§ Problem: Reproduce the stretch of rows below from the line containing "In this exercise you will mark the spectator" through the line containing "<point>111,22</point>", substituting "onlooker" for "spectator" and changing nothing else. Return only those lines.

§ Provided records:
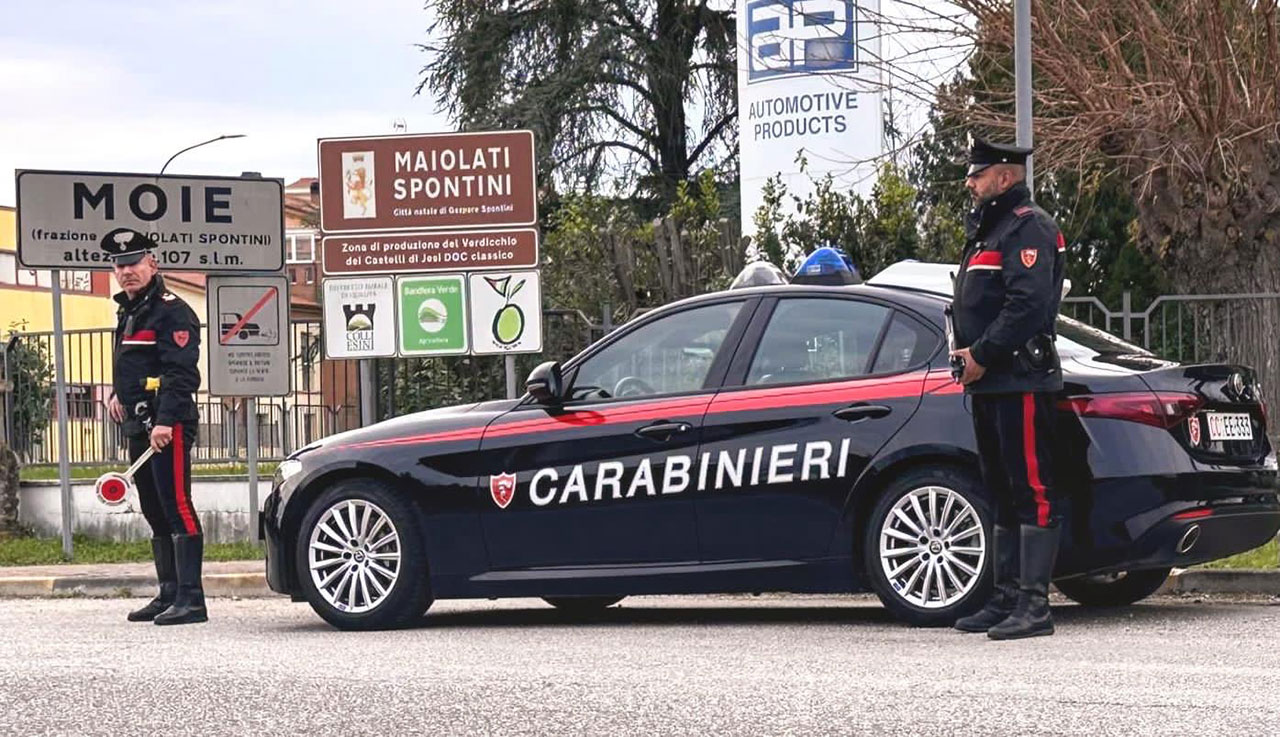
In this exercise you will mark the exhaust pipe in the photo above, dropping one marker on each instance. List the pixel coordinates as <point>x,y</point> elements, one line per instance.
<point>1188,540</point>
...
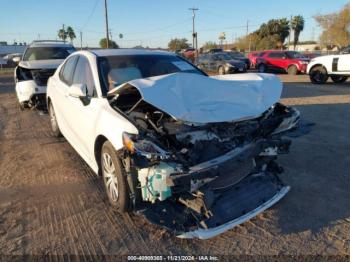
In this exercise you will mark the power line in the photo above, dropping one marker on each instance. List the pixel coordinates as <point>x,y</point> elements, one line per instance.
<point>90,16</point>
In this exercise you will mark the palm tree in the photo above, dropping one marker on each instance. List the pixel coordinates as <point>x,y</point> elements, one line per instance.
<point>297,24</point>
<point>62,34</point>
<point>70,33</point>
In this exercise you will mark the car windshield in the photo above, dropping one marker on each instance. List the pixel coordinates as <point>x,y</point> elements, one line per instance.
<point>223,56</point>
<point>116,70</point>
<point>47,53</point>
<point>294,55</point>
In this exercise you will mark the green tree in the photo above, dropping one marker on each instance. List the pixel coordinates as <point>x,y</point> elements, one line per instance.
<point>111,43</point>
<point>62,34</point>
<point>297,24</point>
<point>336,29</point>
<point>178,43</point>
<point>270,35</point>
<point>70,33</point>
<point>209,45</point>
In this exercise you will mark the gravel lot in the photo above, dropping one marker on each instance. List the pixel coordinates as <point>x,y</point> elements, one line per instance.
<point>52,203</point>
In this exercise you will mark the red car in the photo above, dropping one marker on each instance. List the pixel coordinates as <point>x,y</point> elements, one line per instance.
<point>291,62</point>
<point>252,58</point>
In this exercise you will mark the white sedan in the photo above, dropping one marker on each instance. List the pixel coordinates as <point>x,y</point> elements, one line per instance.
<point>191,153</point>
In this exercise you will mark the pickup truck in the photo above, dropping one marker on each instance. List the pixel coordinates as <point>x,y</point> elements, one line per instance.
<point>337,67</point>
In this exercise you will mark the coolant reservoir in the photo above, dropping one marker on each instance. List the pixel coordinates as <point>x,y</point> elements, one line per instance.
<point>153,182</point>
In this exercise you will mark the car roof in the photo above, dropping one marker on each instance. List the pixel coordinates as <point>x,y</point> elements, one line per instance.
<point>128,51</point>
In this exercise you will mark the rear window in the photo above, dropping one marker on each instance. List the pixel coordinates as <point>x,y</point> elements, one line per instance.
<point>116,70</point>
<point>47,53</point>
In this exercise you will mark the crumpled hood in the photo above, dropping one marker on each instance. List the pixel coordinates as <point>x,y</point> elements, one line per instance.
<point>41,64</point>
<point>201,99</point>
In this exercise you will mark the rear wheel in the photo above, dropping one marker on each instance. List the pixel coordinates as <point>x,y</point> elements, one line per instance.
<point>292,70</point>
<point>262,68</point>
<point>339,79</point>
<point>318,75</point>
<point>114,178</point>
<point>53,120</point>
==
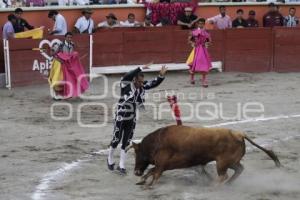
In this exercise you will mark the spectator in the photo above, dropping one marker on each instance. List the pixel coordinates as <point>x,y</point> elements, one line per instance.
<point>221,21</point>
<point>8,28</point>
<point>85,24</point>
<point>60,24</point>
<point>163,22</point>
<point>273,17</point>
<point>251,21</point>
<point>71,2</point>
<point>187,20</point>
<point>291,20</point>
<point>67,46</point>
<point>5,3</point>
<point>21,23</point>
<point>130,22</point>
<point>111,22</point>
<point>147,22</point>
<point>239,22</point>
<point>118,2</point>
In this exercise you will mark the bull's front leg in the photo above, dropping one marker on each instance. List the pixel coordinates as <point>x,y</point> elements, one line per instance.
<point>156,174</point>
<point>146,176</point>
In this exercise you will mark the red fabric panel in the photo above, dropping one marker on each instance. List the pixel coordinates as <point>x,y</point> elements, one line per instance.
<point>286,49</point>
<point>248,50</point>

§ In response:
In this exercise you will mark the onlooker in the photo above, dropping one marker on each instance. List the pixel coordinates as <point>x,y</point> elements, one line per instance.
<point>221,21</point>
<point>8,28</point>
<point>85,24</point>
<point>60,24</point>
<point>163,22</point>
<point>273,17</point>
<point>251,21</point>
<point>71,2</point>
<point>187,20</point>
<point>291,20</point>
<point>67,46</point>
<point>5,3</point>
<point>21,23</point>
<point>130,22</point>
<point>111,22</point>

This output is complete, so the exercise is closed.